*** Opening of Given data ***
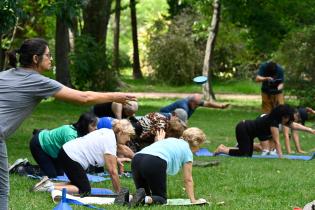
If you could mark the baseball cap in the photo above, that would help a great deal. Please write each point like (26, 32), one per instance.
(181, 114)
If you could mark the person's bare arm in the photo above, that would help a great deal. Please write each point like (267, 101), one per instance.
(297, 126)
(90, 97)
(189, 182)
(275, 137)
(117, 109)
(310, 110)
(215, 105)
(125, 151)
(262, 79)
(160, 134)
(280, 86)
(111, 165)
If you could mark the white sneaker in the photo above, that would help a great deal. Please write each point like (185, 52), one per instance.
(18, 162)
(44, 185)
(265, 152)
(273, 152)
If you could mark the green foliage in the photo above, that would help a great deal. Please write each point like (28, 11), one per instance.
(173, 54)
(268, 21)
(297, 54)
(90, 69)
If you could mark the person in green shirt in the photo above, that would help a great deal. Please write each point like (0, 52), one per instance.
(45, 144)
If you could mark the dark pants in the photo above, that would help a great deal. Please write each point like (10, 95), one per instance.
(149, 172)
(75, 173)
(50, 166)
(244, 140)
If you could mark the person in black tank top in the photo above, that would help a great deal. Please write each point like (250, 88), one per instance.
(268, 125)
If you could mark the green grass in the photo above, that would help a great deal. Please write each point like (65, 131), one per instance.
(219, 86)
(237, 183)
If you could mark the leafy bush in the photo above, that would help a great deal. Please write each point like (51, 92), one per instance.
(297, 55)
(89, 68)
(173, 54)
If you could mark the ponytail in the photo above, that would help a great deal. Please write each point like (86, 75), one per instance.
(11, 55)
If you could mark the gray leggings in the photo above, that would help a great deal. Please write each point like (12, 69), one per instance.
(4, 177)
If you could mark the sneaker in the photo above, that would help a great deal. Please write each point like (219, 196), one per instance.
(138, 198)
(273, 152)
(122, 197)
(44, 185)
(17, 163)
(265, 152)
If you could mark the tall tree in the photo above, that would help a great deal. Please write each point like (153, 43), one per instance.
(9, 12)
(137, 74)
(116, 37)
(206, 70)
(65, 12)
(62, 48)
(96, 16)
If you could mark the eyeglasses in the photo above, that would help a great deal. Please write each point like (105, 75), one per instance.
(48, 55)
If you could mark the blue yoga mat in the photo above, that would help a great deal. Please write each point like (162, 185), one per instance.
(206, 152)
(101, 191)
(64, 178)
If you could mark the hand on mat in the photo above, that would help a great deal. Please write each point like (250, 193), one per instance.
(121, 165)
(160, 134)
(201, 200)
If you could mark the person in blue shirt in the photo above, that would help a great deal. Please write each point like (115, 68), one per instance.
(271, 75)
(152, 164)
(190, 104)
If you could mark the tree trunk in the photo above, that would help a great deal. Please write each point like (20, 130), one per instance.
(2, 54)
(137, 74)
(206, 71)
(116, 38)
(62, 49)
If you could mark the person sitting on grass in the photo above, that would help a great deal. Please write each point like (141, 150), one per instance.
(152, 164)
(97, 148)
(267, 125)
(190, 104)
(46, 144)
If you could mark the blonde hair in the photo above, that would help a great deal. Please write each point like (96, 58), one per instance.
(194, 136)
(123, 126)
(175, 128)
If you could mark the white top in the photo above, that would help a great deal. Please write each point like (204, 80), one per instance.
(91, 148)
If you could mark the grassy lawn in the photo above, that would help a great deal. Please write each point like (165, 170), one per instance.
(237, 183)
(219, 86)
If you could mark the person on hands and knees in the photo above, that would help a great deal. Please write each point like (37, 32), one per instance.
(267, 125)
(152, 164)
(97, 148)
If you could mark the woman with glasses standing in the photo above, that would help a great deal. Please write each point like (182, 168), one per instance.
(22, 88)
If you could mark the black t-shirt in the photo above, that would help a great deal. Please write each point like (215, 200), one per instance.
(105, 110)
(260, 127)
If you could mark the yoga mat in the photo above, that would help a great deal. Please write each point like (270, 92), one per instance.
(64, 178)
(206, 152)
(57, 195)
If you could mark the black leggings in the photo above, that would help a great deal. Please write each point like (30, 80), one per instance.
(244, 140)
(75, 173)
(50, 166)
(149, 172)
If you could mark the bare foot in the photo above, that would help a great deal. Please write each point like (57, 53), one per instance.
(220, 149)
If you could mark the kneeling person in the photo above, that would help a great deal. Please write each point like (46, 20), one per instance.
(151, 165)
(98, 148)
*** Close of Given data ***
Work to be completed: A verbatim transcript of the entries above is required, with the pictures left out.

Your response:
If you could mark the baseball cap in the photo above, that would help a great deal. Please write each point like (26, 32), one per instance.
(181, 114)
If you could mark the person's bare arm in the photo above, that would help a great deal. Please write each point like (267, 101), one per instance.
(297, 126)
(90, 97)
(189, 182)
(275, 137)
(117, 109)
(310, 110)
(215, 105)
(125, 151)
(262, 79)
(160, 134)
(280, 86)
(111, 165)
If you could mark the white sneaker in the photo above, that would help a great deal. Please write each point like (185, 52), one per instance.
(18, 162)
(44, 185)
(265, 152)
(273, 152)
If you could mark the green foliage in the photo above, that would help a great deal. Please write each point like (28, 11), one per instance.
(173, 54)
(268, 21)
(297, 54)
(90, 69)
If you could mark the person in green shirt in the photo above, that would help a great deal. Please write each point like (0, 52), one per instance.
(45, 144)
If you could mark the dark pants in the photo above, that would help a great deal. Please write each point like (10, 95), one per instance.
(149, 172)
(75, 173)
(50, 166)
(244, 140)
If you could mark the person in black tank top in the photo above, that would help a great deal. Please write each point like (250, 88), one per instance.
(268, 125)
If you could mark the green grass in the photo above, that would help a great deal. Please write each point like (65, 131), one per instance.
(219, 86)
(237, 183)
If you could mark the leafy bush in the photo above, that would help a great deal. Please write each point like (51, 92), one per instance.
(297, 55)
(89, 68)
(173, 54)
If you could mark the ponytail in the photo above, that would help a great deal. Please write each point like (86, 75), one per instance.
(11, 55)
If you could mark the gray leggings in the photo above, that would help a great deal. Please write each point like (12, 69), one per instance.
(4, 177)
If you could mark the sneaker in the photo above, that would help a great deal. Please write each point like (219, 196), one per instance.
(138, 198)
(273, 152)
(122, 197)
(44, 185)
(17, 163)
(265, 152)
If you could mark the tall tree in the photo above, that would help a great deal. Please write each point like (153, 43), one per instance.
(9, 12)
(137, 74)
(116, 37)
(206, 70)
(65, 12)
(62, 48)
(96, 16)
If you could mark the eyeglasses in the photo above, that would help a great deal. Please write each point like (105, 75), one per instance.
(48, 55)
If you could mark the blue yoga mat in the photo above, that would help a great deal. Please write each point like (162, 185), one per instance.
(206, 152)
(101, 191)
(64, 178)
If you could mark the hand on mat in the photo above, that would help a great deal. Please write each point like (250, 193), one per instance.
(121, 165)
(160, 134)
(201, 200)
If you could mark the person in blue shirt in the photo above, that would help a great deal. Please write each point like (115, 68), one per instance.
(271, 75)
(152, 164)
(190, 104)
If you could mark the tree trunk in the photo above, that would help a great deal. Please write each point like (20, 130), one per instance.
(2, 54)
(137, 74)
(206, 71)
(116, 38)
(62, 49)
If you could mark the person sitting on grass in the photo above, that would help a great deal. Please write each point like (141, 150), one per instance.
(152, 164)
(97, 148)
(267, 125)
(190, 104)
(46, 144)
If you could mark the blonde hair in the photo above, that would help a great deal. Please write each point like (96, 58), one per instance.
(194, 136)
(123, 126)
(175, 128)
If you could mark the white top in the photo above, that would help a great deal. Please write each point like (204, 80), one per instance.
(91, 148)
If you could mark the grassy lawn in the photo above, that would help a great deal. Please write each point like (165, 170), one per instance.
(237, 183)
(219, 86)
If you could mark the person on hands and knees in the photo above, that would help a great deal. Please write each point like (37, 32), one per instance.
(267, 125)
(152, 164)
(97, 148)
If you could mark the woman with glasses standing in the photo above, that would help a great deal. Please write each point like (182, 168), one per instance.
(22, 88)
If you could mark the black t-shirt in the photo above, that would help a great deal. Please write each point like (215, 200), one per instance.
(105, 110)
(260, 127)
If you could mark the yoga mat in the photo above, that would help a great deal. Please write each point like (270, 92), one per instance.
(64, 178)
(206, 152)
(57, 195)
If you could mark the black leggings in the photo above, that would help a great deal. Please write each point like (30, 80), one per instance.
(244, 140)
(75, 173)
(50, 166)
(149, 172)
If you could mark the bare foot in the photo above, that would help a great deal. Please write each point like (57, 53), one per instance.
(220, 149)
If you could mark the kneeling person in the photo above, that would help a great deal. Please write each point like (46, 20), one per instance.
(151, 165)
(98, 148)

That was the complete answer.